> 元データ
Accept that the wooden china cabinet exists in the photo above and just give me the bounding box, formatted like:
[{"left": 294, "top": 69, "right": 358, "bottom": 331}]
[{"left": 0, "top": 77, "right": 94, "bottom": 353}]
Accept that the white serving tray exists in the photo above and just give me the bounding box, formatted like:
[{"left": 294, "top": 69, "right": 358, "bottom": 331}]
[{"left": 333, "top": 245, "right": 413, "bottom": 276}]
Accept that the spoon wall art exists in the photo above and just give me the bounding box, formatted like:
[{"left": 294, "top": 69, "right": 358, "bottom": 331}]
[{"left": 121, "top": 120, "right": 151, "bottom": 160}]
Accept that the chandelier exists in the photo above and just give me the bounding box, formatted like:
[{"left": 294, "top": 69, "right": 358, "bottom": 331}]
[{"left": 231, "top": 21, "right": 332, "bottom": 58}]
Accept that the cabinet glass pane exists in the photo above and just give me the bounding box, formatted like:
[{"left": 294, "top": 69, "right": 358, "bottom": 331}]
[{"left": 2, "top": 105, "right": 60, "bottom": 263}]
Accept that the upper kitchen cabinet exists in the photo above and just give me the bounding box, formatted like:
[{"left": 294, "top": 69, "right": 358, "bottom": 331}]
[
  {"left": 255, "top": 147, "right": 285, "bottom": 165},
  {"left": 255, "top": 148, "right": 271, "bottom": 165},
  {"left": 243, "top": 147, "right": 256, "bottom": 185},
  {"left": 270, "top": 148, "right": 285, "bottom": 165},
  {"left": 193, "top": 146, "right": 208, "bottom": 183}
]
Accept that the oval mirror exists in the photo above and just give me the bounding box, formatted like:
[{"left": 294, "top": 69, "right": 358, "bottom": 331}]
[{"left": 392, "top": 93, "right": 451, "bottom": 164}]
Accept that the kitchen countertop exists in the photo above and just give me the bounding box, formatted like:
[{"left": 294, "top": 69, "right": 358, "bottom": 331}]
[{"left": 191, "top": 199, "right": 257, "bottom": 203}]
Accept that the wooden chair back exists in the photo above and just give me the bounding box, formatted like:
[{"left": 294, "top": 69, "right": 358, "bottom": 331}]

> 実施事項
「Accept that the kitchen」を含む行から上記データの最後の行まで、すべての行を一字一句違えずに書き写してください。

> 出力結果
Accept that the kitchen countertop exists in the photo above and just give me the bounding box, formatted like:
[{"left": 294, "top": 69, "right": 358, "bottom": 331}]
[{"left": 191, "top": 199, "right": 257, "bottom": 203}]
Accept that the wooden chair back exists in the photo above and just give me the bounding box, formatted like:
[{"left": 294, "top": 69, "right": 358, "bottom": 331}]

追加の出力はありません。